=== Data records ===
###

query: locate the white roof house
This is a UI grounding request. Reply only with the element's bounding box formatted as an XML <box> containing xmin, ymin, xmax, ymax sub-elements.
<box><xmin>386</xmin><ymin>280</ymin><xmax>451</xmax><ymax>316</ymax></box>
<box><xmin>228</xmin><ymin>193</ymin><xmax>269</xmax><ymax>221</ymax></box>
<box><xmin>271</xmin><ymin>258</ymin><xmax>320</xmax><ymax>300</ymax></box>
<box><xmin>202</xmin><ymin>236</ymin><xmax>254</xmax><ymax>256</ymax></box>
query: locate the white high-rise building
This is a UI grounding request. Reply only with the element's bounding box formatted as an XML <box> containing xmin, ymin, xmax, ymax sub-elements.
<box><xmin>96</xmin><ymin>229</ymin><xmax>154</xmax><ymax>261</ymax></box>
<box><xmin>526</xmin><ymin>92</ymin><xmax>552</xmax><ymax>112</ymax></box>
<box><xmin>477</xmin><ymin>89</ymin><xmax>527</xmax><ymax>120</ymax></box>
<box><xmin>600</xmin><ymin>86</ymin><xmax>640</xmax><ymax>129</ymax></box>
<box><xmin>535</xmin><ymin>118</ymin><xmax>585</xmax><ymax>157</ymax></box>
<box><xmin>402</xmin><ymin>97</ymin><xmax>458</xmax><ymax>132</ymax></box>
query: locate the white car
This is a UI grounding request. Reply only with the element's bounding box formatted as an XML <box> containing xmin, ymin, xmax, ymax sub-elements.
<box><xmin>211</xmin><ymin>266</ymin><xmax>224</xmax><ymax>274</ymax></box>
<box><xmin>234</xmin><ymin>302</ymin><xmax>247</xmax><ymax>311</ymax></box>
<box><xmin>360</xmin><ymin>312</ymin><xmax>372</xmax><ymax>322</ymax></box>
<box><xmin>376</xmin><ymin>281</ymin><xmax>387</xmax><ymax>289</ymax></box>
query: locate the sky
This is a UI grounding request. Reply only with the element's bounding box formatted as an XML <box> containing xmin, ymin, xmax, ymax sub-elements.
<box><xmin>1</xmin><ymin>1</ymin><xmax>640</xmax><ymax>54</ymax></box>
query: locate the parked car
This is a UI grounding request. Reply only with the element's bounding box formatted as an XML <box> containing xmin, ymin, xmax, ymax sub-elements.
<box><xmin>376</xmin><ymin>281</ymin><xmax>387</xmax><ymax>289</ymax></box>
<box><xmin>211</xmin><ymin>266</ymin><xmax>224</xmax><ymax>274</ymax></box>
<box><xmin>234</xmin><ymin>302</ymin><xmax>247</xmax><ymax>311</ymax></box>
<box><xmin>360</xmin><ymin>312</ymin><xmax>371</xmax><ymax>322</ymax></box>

###

=== Work to be completed ===
Throughout the listing above, how many lines hold the word "query"? Answer with only the number.

=== Expected answer ===
5